→ ABOUT THIS EXERCISE: Please return every line below that contains the string "road".

******************************

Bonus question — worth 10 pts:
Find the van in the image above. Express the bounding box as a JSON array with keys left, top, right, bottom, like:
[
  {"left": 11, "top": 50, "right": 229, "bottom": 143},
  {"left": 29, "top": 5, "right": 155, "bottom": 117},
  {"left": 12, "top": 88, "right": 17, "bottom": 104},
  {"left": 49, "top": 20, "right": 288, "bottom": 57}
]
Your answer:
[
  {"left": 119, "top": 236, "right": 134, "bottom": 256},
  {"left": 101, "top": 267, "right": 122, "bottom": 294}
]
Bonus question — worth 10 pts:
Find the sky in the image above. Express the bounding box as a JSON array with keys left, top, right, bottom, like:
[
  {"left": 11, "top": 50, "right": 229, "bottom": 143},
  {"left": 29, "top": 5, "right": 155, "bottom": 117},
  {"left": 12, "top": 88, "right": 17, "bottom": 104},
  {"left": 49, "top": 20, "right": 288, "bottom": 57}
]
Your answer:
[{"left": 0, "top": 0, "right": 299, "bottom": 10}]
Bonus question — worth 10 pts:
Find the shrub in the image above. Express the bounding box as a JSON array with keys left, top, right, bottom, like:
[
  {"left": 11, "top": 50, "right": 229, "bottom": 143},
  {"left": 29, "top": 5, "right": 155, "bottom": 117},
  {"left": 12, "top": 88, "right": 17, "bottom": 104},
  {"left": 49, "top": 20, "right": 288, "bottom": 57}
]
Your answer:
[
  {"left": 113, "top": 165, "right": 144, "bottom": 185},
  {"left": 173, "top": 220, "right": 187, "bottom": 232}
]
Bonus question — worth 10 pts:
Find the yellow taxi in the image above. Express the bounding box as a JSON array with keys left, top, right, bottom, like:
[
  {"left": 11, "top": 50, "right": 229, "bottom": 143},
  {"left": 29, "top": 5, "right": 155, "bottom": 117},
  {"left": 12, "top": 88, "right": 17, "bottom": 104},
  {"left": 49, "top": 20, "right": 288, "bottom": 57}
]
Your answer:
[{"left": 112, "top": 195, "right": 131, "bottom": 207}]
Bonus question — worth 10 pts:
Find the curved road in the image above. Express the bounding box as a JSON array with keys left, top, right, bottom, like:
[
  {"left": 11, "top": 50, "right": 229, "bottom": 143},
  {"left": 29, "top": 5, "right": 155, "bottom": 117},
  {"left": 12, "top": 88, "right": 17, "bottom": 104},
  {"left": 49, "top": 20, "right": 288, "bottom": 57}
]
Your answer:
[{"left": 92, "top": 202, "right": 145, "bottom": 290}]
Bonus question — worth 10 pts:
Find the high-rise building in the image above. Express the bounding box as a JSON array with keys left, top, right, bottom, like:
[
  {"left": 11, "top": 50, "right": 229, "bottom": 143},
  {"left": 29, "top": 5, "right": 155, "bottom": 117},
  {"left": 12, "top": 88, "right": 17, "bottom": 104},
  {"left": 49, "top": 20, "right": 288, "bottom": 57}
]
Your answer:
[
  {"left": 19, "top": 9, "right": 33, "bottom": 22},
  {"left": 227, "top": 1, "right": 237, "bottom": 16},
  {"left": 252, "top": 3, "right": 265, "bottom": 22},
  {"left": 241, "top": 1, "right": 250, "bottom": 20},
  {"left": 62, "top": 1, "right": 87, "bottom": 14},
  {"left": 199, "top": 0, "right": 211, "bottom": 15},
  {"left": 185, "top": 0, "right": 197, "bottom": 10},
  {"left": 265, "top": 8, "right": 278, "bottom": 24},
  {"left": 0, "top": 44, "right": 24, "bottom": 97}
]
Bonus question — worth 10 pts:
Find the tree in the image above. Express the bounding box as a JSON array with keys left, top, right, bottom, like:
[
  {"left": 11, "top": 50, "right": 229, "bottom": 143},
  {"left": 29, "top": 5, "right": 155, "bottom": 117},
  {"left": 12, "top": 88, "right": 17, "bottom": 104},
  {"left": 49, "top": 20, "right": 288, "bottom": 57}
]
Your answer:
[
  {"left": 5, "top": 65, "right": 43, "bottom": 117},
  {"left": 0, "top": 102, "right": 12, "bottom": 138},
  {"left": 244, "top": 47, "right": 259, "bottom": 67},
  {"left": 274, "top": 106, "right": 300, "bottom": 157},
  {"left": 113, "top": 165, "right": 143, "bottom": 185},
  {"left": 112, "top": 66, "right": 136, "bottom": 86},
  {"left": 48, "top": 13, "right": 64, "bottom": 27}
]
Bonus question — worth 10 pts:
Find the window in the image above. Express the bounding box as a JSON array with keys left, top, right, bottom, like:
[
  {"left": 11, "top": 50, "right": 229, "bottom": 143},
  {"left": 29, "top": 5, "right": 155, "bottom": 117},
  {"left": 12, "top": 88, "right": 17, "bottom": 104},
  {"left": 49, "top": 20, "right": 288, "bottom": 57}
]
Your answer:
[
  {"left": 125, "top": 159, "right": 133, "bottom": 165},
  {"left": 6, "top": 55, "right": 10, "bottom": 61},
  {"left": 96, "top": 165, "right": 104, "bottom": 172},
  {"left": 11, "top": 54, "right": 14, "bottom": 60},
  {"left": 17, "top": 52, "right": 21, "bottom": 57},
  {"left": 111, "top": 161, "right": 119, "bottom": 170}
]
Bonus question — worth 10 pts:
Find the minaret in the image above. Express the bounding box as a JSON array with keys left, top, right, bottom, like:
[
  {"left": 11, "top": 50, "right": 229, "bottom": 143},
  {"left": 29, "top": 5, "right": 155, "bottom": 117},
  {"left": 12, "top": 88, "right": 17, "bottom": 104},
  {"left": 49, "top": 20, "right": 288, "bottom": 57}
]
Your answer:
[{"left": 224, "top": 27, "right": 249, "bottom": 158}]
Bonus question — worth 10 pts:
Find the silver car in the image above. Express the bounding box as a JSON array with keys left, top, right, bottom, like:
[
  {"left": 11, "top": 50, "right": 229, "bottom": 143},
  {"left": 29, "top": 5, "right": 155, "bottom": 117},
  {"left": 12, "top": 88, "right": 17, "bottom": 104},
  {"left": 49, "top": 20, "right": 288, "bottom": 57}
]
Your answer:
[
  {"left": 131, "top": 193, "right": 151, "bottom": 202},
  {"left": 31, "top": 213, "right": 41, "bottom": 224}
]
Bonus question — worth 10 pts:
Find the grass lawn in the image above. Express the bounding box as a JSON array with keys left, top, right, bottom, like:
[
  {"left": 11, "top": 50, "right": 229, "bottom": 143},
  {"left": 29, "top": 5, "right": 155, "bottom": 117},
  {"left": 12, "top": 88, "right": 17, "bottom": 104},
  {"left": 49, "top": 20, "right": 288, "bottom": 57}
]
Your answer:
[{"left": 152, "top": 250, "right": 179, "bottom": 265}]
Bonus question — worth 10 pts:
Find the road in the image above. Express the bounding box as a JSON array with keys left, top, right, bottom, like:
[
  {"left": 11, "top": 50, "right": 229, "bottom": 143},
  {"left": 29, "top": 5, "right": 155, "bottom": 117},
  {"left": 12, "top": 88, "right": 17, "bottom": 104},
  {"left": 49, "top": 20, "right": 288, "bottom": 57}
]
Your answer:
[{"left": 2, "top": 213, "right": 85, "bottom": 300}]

******************************

→ EXERCISE ANSWER:
Find the curved road in the image above. Express the bounding box as a JSON array with keys left, top, right, bottom, like:
Find the road in the image above. Express the bounding box as a JSON array with keys left, top, right, bottom, like:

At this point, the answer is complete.